◆ What is required:
Return the whole listing, keeping every character the same.
--- start ---
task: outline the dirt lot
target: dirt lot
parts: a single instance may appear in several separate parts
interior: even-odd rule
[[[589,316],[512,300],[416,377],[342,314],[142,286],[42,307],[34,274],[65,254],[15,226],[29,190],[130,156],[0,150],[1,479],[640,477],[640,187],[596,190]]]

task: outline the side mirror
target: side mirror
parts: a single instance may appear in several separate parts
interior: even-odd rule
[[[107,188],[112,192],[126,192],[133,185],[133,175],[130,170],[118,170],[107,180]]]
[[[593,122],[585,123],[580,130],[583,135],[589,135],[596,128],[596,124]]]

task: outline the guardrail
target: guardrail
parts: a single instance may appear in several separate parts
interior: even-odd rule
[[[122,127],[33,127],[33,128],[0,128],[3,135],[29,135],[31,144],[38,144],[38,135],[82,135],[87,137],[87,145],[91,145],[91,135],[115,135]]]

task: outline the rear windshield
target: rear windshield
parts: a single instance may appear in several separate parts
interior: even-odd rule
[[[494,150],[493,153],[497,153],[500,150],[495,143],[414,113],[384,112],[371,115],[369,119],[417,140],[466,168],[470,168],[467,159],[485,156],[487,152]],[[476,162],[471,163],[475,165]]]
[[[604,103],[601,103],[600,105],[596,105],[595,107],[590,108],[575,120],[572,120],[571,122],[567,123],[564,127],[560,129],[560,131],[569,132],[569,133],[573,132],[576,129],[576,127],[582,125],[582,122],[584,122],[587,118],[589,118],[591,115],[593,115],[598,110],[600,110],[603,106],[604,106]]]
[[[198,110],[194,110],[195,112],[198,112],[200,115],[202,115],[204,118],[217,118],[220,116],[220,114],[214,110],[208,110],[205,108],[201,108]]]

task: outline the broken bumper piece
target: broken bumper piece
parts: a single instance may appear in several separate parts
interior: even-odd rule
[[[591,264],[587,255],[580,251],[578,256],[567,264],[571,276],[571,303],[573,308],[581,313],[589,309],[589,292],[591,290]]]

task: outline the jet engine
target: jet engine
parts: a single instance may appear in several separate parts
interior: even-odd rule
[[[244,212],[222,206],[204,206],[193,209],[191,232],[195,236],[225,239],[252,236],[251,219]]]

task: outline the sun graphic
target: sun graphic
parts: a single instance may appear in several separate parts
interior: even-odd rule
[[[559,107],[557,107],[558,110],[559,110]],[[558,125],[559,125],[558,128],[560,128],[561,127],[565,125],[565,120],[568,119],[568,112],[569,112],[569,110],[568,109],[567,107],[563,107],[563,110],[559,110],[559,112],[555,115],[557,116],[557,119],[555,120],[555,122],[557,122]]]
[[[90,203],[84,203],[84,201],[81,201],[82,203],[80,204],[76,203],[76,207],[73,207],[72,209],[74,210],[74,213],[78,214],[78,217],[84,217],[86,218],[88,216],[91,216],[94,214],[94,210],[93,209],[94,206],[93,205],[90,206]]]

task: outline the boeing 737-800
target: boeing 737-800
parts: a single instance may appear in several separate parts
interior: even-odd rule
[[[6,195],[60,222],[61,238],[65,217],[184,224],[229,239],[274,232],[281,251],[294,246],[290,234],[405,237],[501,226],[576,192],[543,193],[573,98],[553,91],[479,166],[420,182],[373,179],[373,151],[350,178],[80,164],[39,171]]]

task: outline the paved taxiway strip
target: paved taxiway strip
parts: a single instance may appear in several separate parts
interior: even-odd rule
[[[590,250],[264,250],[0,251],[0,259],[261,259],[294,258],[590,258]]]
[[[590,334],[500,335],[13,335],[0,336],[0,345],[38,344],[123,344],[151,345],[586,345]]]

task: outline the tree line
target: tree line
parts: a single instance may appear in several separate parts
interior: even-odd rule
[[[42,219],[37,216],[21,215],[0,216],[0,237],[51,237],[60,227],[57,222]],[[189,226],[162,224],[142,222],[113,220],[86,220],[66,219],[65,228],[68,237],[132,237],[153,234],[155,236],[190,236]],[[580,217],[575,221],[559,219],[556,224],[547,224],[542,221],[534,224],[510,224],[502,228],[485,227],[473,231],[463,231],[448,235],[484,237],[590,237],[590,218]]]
--- end ---
◆ Result of the task:
task: outline the dirt lot
target: dirt lot
parts: a single instance may appear in several separate parts
interior: even-odd rule
[[[589,316],[512,300],[416,377],[342,314],[142,286],[42,307],[34,274],[65,254],[15,226],[29,190],[130,156],[0,150],[1,479],[640,477],[640,187],[596,190]]]

task: outline the side mirror
target: side mirror
parts: a single instance may appear in several separate parts
interior: even-odd rule
[[[107,188],[112,192],[126,192],[133,185],[133,175],[130,170],[118,170],[107,180]]]
[[[593,122],[585,123],[580,130],[583,135],[589,135],[596,128],[596,124]]]

task: outline the guardrail
target: guardrail
parts: a single instance may appear in several separate parts
interior: even-odd rule
[[[122,127],[33,127],[33,128],[0,128],[3,135],[29,135],[31,144],[38,144],[38,135],[82,135],[87,137],[87,145],[91,145],[91,135],[115,135]]]

task: outline the rear windshield
target: rear windshield
parts: a single instance may appear in several separate parts
interior: even-odd rule
[[[494,150],[493,153],[497,153],[500,150],[495,143],[414,113],[384,112],[371,115],[369,119],[417,140],[466,168],[470,168],[467,159],[485,156],[487,152]],[[476,162],[471,163],[475,165]]]
[[[604,103],[601,103],[600,105],[596,105],[595,107],[590,108],[575,120],[572,120],[571,122],[567,123],[564,127],[560,129],[560,131],[569,132],[569,133],[573,132],[576,129],[576,127],[582,125],[582,122],[584,122],[587,118],[589,118],[591,115],[593,115],[598,110],[600,110],[603,106],[604,106]]]
[[[198,110],[194,110],[195,112],[198,112],[200,115],[202,115],[204,118],[217,118],[220,116],[220,114],[214,110],[208,110],[205,108],[201,108]]]

task: outline the broken bumper piece
target: broken bumper piece
parts: a single instance may appear in several separate parts
interior: even-odd rule
[[[591,264],[587,255],[580,251],[578,256],[567,264],[571,276],[571,303],[573,308],[581,313],[589,309],[589,292],[591,290]]]

task: outline the jet engine
target: jet engine
parts: a single instance may appear in several separate parts
interior: even-odd rule
[[[244,212],[222,206],[204,206],[193,209],[191,232],[195,236],[225,239],[252,236],[251,219]]]

task: outline the sun graphic
target: sun graphic
parts: a single instance may appear in several separate parts
interior: even-odd rule
[[[559,107],[557,107],[558,110],[559,110]],[[558,125],[559,125],[558,128],[560,128],[561,127],[565,125],[565,120],[568,119],[568,112],[569,112],[569,110],[568,109],[567,107],[563,107],[563,110],[559,110],[559,112],[555,115],[557,116],[557,119],[555,120],[555,122],[557,122]]]
[[[90,203],[84,203],[84,201],[81,201],[82,203],[80,204],[76,203],[76,207],[73,207],[72,209],[74,210],[74,213],[78,214],[78,217],[84,217],[86,218],[88,216],[91,216],[94,214],[94,210],[93,209],[94,206],[93,205],[90,206]]]

task: outline the boeing 737-800
target: boeing 737-800
parts: a single instance may appear in several separate parts
interior: even-odd rule
[[[6,195],[60,222],[61,238],[65,217],[184,224],[229,239],[274,232],[281,251],[294,246],[290,234],[405,237],[501,226],[576,192],[543,193],[573,98],[553,91],[479,166],[420,182],[373,179],[373,151],[350,178],[80,164],[39,171]]]

task: outline the paved taxiway strip
target: paved taxiway strip
parts: a single instance may appear in several separate parts
interior: even-odd rule
[[[590,250],[264,250],[0,251],[0,259],[261,259],[294,258],[590,258]]]
[[[590,334],[500,335],[13,335],[0,336],[0,345],[38,344],[123,344],[151,345],[586,345]]]

task: outline the tree line
target: tree line
parts: a single instance may appear in several separate parts
interior: even-odd rule
[[[42,219],[37,216],[21,215],[0,216],[0,237],[51,237],[60,227],[57,222]],[[189,226],[162,224],[142,222],[113,220],[86,220],[66,219],[65,228],[68,237],[132,237],[153,234],[155,236],[190,236]],[[580,217],[575,221],[559,219],[556,224],[547,224],[542,221],[534,224],[510,224],[502,228],[485,227],[473,231],[463,231],[448,235],[484,237],[590,237],[590,218]]]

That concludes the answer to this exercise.